*PROBLEM REQUIREMENTS*: Format the records from the line containing "Pick out each instance of the wooden" through the end as a JSON list of strings, one string per line, with blank lines left out. Include only that stretch.

*DATA TO PROCESS*:
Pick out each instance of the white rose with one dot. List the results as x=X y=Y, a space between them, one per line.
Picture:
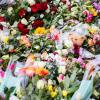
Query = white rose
x=62 y=69
x=9 y=10
x=41 y=84
x=24 y=21
x=31 y=2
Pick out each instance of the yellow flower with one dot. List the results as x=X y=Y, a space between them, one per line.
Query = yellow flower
x=6 y=39
x=53 y=94
x=40 y=30
x=92 y=29
x=50 y=88
x=64 y=93
x=93 y=11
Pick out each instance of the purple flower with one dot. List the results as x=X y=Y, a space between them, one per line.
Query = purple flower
x=96 y=6
x=80 y=61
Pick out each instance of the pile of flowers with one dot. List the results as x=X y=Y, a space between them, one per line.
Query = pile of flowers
x=49 y=49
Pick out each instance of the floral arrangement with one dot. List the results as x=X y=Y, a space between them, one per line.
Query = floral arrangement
x=49 y=49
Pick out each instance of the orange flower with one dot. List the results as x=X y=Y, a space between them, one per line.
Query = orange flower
x=42 y=71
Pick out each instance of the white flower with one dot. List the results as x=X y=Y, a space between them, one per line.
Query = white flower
x=24 y=21
x=9 y=10
x=31 y=2
x=62 y=69
x=50 y=82
x=41 y=84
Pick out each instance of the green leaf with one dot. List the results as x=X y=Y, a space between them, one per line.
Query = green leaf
x=73 y=76
x=66 y=82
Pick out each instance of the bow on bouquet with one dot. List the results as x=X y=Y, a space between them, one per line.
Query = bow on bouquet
x=9 y=80
x=85 y=90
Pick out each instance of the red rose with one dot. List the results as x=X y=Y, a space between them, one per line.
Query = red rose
x=22 y=12
x=37 y=23
x=44 y=6
x=2 y=19
x=22 y=28
x=34 y=8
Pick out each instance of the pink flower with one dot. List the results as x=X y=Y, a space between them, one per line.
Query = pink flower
x=89 y=18
x=11 y=67
x=1 y=61
x=61 y=77
x=80 y=61
x=2 y=73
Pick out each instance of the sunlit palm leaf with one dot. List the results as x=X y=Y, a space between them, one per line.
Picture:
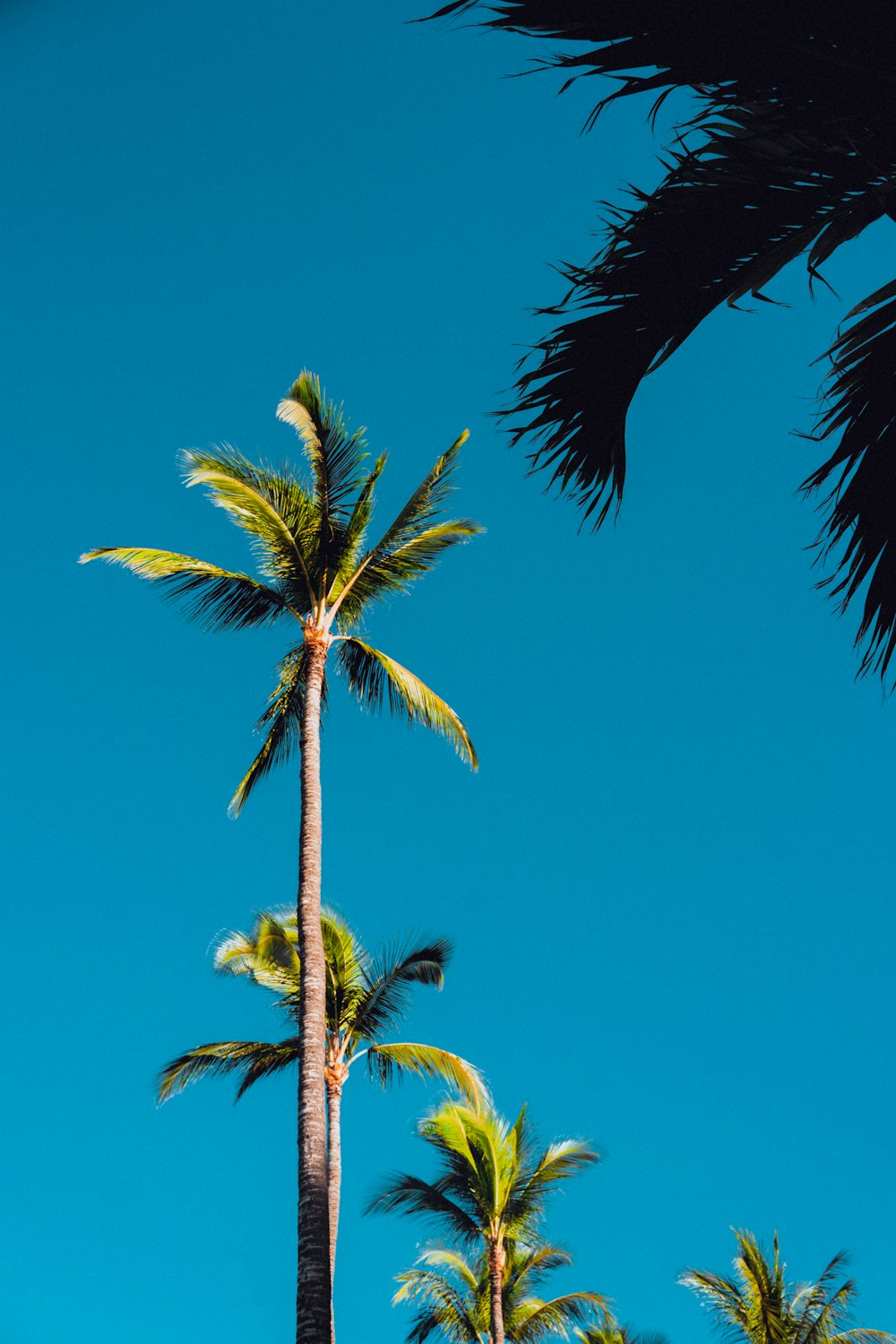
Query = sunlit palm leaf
x=335 y=454
x=247 y=494
x=374 y=675
x=253 y=1059
x=427 y=1062
x=220 y=599
x=554 y=1319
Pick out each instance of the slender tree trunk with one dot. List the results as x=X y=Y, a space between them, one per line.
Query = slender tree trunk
x=314 y=1289
x=497 y=1257
x=335 y=1080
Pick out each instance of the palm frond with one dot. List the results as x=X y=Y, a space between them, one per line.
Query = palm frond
x=405 y=1193
x=253 y=1059
x=389 y=573
x=281 y=725
x=335 y=456
x=220 y=599
x=253 y=497
x=427 y=1062
x=443 y=1306
x=357 y=530
x=857 y=534
x=390 y=980
x=724 y=220
x=373 y=675
x=555 y=1319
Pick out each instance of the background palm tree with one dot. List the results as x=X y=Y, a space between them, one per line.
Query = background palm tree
x=452 y=1296
x=366 y=996
x=759 y=1306
x=790 y=150
x=492 y=1185
x=309 y=538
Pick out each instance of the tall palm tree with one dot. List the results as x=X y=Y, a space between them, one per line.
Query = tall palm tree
x=761 y=1306
x=452 y=1293
x=490 y=1188
x=366 y=996
x=309 y=539
x=790 y=151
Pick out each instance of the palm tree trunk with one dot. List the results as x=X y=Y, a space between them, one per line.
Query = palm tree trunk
x=314 y=1288
x=335 y=1078
x=497 y=1257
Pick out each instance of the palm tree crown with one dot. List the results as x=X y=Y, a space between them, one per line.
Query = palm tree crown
x=761 y=1306
x=309 y=540
x=366 y=996
x=452 y=1295
x=309 y=535
x=490 y=1190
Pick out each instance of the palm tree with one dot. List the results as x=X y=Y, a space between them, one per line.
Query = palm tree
x=492 y=1185
x=366 y=996
x=309 y=538
x=790 y=151
x=452 y=1296
x=759 y=1306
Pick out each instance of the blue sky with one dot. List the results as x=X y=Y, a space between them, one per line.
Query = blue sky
x=670 y=884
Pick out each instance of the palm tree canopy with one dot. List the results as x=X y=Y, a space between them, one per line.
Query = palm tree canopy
x=493 y=1176
x=309 y=537
x=759 y=1306
x=452 y=1296
x=791 y=151
x=366 y=996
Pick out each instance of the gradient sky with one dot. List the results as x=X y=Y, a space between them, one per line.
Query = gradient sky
x=669 y=886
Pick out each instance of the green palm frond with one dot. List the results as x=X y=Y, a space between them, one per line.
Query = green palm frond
x=556 y=1319
x=489 y=1169
x=390 y=573
x=390 y=980
x=373 y=675
x=357 y=531
x=273 y=508
x=335 y=456
x=220 y=599
x=281 y=723
x=253 y=1059
x=559 y=1161
x=427 y=1062
x=763 y=1309
x=452 y=1293
x=443 y=1305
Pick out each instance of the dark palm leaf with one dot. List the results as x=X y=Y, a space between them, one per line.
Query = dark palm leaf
x=281 y=723
x=791 y=150
x=860 y=475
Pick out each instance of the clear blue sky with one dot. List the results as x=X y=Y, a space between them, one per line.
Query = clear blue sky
x=670 y=884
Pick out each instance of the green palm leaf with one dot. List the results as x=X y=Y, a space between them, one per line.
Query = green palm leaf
x=254 y=497
x=253 y=1059
x=427 y=1062
x=220 y=599
x=373 y=675
x=335 y=456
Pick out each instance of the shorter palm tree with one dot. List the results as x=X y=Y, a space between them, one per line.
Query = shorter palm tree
x=761 y=1306
x=452 y=1296
x=490 y=1190
x=366 y=996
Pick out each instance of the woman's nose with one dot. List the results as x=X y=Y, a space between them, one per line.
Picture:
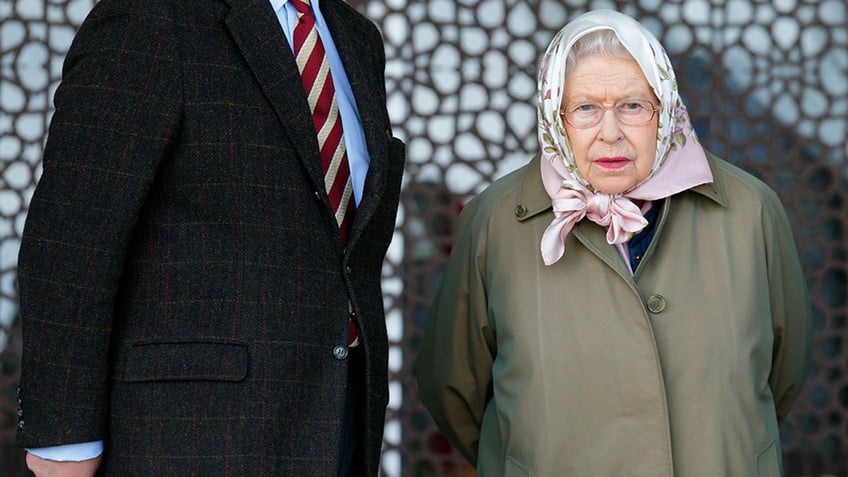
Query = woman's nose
x=610 y=129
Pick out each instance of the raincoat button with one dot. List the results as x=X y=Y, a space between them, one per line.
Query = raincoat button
x=656 y=303
x=520 y=211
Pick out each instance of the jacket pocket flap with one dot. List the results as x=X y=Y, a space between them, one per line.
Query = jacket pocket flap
x=186 y=361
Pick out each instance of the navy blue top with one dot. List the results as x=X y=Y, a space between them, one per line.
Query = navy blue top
x=639 y=242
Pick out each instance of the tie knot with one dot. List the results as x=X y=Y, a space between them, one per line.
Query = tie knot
x=302 y=6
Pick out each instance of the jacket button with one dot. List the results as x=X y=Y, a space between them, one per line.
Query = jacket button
x=656 y=303
x=520 y=211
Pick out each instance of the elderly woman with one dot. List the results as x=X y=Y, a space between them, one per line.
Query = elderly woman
x=626 y=304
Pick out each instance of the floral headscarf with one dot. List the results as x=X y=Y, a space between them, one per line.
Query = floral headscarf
x=680 y=162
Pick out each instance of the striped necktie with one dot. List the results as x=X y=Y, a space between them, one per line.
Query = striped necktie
x=318 y=83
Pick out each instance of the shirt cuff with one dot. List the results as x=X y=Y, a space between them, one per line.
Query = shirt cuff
x=70 y=452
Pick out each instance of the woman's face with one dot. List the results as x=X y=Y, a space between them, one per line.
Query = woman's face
x=611 y=156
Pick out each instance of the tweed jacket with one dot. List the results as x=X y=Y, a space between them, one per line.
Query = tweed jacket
x=185 y=294
x=581 y=369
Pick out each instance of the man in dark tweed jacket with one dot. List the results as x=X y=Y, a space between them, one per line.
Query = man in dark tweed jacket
x=185 y=292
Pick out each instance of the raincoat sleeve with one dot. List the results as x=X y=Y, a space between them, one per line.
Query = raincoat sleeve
x=454 y=364
x=790 y=304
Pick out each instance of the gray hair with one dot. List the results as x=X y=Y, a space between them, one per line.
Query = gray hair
x=602 y=43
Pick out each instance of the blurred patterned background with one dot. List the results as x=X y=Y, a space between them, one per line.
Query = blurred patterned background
x=766 y=83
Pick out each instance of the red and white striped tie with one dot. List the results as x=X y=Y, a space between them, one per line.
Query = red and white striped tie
x=318 y=84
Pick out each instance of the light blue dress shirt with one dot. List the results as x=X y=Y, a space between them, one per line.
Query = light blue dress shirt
x=357 y=155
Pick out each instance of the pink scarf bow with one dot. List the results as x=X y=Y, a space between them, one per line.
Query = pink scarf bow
x=619 y=215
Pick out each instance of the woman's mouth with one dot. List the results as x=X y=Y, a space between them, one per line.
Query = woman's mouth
x=612 y=162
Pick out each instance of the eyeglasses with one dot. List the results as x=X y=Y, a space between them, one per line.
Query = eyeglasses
x=630 y=112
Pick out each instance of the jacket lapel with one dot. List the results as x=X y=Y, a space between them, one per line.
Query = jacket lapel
x=257 y=33
x=352 y=48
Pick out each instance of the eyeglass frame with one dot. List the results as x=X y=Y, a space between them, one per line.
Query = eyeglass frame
x=609 y=107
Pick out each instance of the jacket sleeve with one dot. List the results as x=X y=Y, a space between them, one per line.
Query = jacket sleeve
x=790 y=305
x=454 y=363
x=116 y=112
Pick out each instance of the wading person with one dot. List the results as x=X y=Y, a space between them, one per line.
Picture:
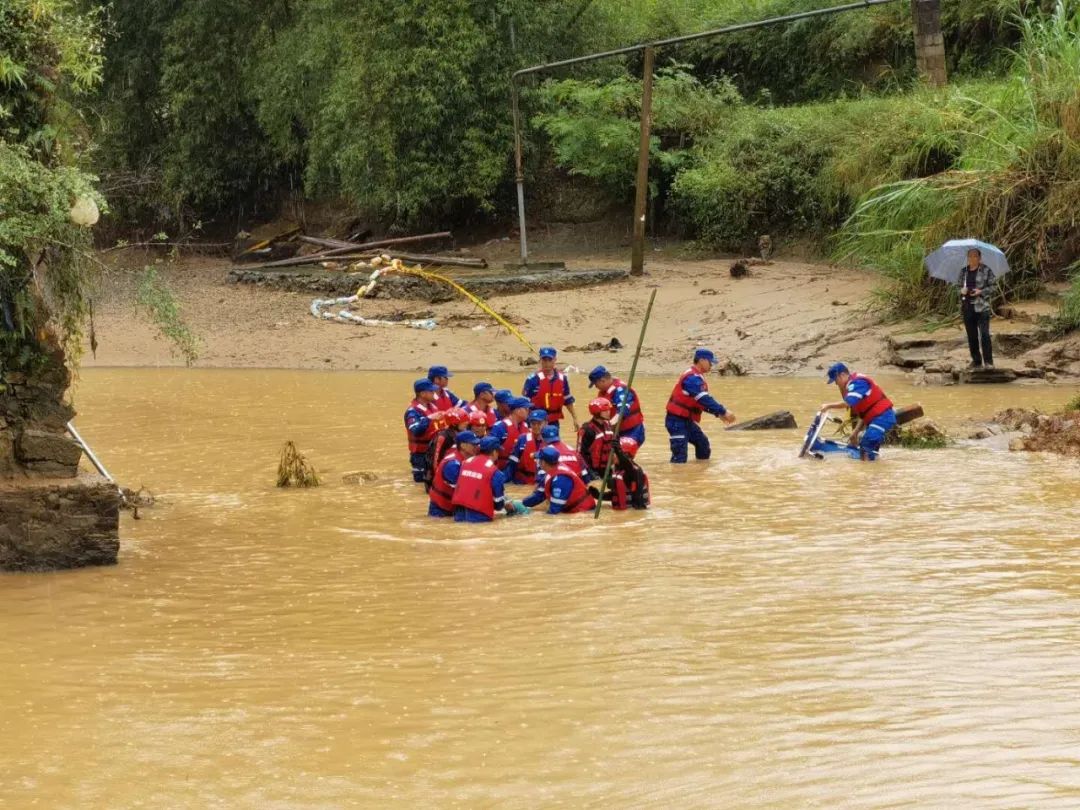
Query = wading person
x=422 y=421
x=689 y=400
x=873 y=410
x=624 y=399
x=478 y=495
x=445 y=481
x=976 y=282
x=563 y=488
x=549 y=389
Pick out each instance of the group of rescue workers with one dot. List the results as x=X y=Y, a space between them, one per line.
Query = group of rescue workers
x=467 y=453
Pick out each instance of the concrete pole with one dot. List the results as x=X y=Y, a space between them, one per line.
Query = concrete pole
x=640 y=199
x=929 y=43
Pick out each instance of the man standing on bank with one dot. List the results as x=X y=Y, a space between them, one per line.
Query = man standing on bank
x=689 y=400
x=976 y=282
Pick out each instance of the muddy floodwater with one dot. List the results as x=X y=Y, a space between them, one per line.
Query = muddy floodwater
x=774 y=632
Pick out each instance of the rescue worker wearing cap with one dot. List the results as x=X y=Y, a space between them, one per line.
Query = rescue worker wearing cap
x=623 y=399
x=522 y=466
x=689 y=400
x=872 y=409
x=444 y=397
x=596 y=436
x=630 y=485
x=567 y=455
x=484 y=403
x=422 y=421
x=445 y=481
x=456 y=420
x=563 y=488
x=478 y=495
x=509 y=430
x=549 y=389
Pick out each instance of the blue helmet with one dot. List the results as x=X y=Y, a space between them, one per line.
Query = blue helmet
x=835 y=370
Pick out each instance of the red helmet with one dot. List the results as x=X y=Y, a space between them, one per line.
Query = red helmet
x=598 y=405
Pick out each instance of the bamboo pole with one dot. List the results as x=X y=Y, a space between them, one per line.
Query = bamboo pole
x=618 y=421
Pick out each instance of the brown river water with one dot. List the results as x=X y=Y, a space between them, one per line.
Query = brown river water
x=774 y=632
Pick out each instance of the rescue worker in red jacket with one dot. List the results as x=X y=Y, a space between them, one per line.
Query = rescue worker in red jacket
x=478 y=495
x=444 y=397
x=624 y=400
x=596 y=436
x=441 y=494
x=422 y=421
x=563 y=488
x=630 y=485
x=509 y=430
x=549 y=389
x=567 y=455
x=484 y=403
x=689 y=400
x=522 y=466
x=477 y=422
x=456 y=420
x=873 y=410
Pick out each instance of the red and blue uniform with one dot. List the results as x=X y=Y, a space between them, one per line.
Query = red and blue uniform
x=867 y=402
x=549 y=391
x=626 y=401
x=689 y=400
x=478 y=493
x=420 y=429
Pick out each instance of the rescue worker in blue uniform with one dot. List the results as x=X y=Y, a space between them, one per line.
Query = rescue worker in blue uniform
x=873 y=410
x=478 y=496
x=689 y=400
x=444 y=397
x=445 y=481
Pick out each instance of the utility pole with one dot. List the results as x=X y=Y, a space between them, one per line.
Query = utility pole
x=929 y=43
x=642 y=191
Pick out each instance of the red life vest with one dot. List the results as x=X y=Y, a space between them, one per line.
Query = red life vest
x=551 y=395
x=580 y=500
x=474 y=486
x=680 y=403
x=874 y=404
x=489 y=414
x=599 y=448
x=633 y=418
x=442 y=493
x=569 y=457
x=419 y=444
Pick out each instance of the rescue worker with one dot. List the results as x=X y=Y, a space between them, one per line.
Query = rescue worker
x=689 y=400
x=549 y=389
x=422 y=421
x=509 y=430
x=872 y=408
x=596 y=436
x=522 y=467
x=456 y=419
x=478 y=495
x=441 y=494
x=567 y=455
x=624 y=399
x=630 y=485
x=483 y=403
x=477 y=422
x=444 y=399
x=563 y=488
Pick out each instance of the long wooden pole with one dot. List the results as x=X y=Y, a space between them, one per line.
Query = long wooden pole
x=642 y=192
x=618 y=421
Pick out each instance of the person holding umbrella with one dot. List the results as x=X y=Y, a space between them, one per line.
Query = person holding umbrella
x=984 y=265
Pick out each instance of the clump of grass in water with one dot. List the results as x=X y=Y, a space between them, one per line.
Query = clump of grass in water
x=294 y=470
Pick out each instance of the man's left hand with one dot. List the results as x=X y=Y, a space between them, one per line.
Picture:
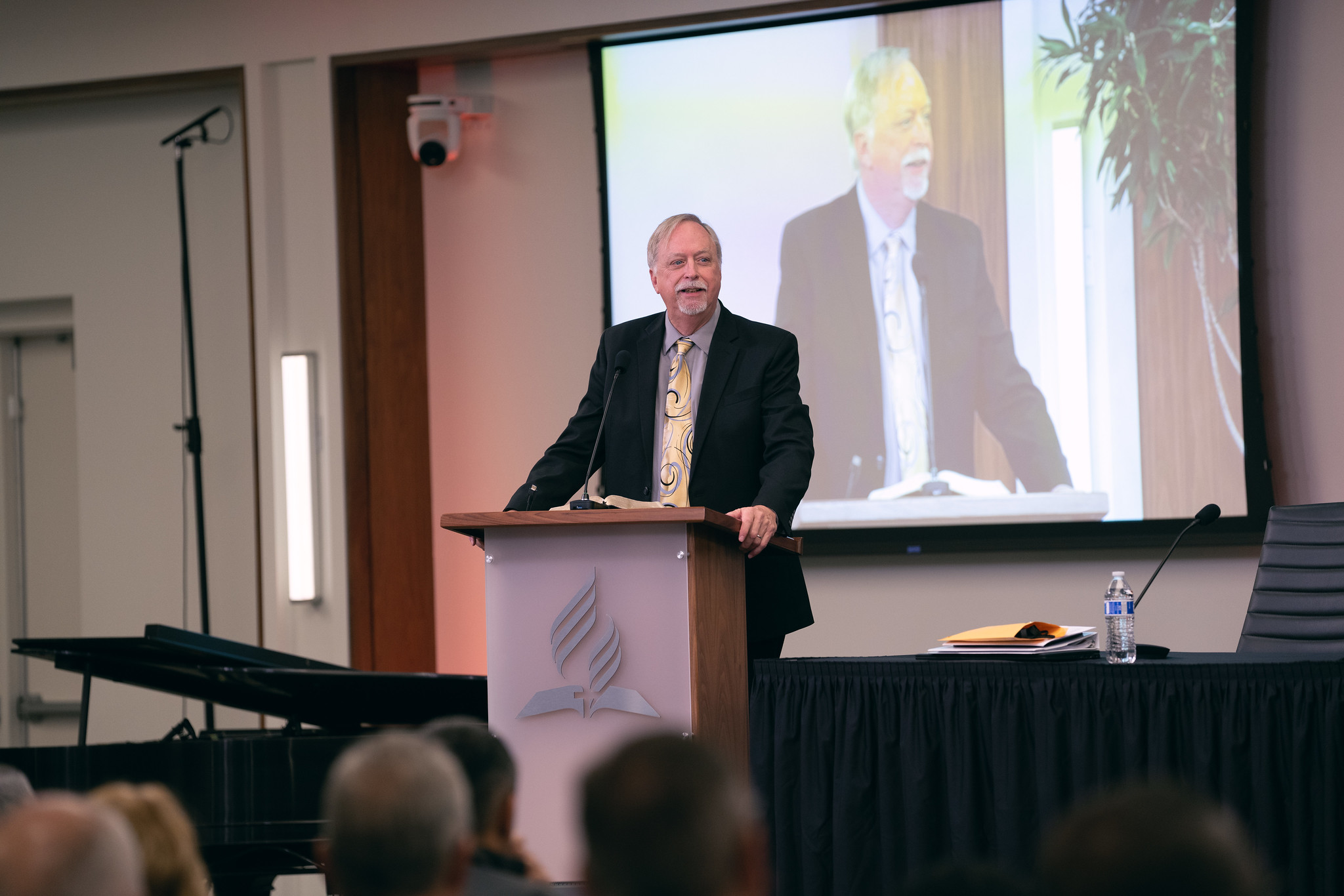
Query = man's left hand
x=759 y=525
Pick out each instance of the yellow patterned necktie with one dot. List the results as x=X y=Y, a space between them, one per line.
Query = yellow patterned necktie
x=677 y=432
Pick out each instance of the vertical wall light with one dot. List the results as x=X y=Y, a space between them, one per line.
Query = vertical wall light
x=296 y=378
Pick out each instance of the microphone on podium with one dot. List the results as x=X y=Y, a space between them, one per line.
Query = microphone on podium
x=1206 y=515
x=623 y=361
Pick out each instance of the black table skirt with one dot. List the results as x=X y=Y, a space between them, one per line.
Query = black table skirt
x=872 y=770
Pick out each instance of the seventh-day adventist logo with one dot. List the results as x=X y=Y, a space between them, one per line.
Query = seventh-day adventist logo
x=604 y=659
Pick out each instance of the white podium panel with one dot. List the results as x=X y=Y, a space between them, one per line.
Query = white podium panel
x=588 y=647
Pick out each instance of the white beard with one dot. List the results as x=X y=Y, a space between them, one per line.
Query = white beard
x=691 y=306
x=915 y=191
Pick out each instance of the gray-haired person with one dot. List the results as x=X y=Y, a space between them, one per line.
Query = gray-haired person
x=668 y=817
x=398 y=820
x=15 y=789
x=65 y=845
x=499 y=865
x=901 y=340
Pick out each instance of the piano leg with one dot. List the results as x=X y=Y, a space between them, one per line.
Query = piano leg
x=84 y=708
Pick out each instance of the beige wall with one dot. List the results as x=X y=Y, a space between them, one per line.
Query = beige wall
x=88 y=210
x=514 y=295
x=285 y=49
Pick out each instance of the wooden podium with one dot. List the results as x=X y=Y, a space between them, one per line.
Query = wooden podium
x=602 y=626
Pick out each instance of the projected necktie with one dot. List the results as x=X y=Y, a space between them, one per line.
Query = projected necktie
x=905 y=369
x=677 y=432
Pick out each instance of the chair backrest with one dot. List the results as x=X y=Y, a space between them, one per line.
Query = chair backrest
x=1297 y=605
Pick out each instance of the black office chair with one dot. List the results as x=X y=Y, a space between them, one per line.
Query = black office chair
x=1297 y=605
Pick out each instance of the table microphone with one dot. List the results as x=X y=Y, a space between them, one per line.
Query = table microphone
x=1208 y=515
x=623 y=360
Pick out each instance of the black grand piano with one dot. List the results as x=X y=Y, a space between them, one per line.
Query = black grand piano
x=253 y=794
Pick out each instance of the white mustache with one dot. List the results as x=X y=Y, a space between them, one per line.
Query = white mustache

*RESPONSE TO THE TASK*:
[
  "Pick out each instance of the wooden podium with one dot. List the results as x=X y=Y, a space between them, one per line.",
  "Query = wooden podium",
  "x=602 y=626",
  "Pick out each instance of the projected necktie with one dot. List the results as x=X y=Y, a space between them, one per line.",
  "Query = projected necktie",
  "x=905 y=369",
  "x=677 y=432",
  "Pick out each instance of the chair backrest with one dot. List the results as x=X y=Y, a space between them, one per line.",
  "Query = chair backrest",
  "x=1297 y=605",
  "Pick out each instance of the black office chair with one dot. List the results as x=X y=Y, a space between them, one per line.",
  "Query = black office chair",
  "x=1297 y=605",
  "Pick out each instance of the table microphone with one dot. List the results as x=X y=Y, a space between them, one per line.",
  "Query = table microphone",
  "x=1208 y=515",
  "x=623 y=360",
  "Pick out each instance of the black grand piano with one dot. List the results as x=X y=Y, a space between them, one per line.",
  "Query = black grand piano",
  "x=253 y=794",
  "Pick out each instance of the white mustache with one dot. List the results as x=X y=Y, a space between them, one per line.",
  "Query = white mustache"
]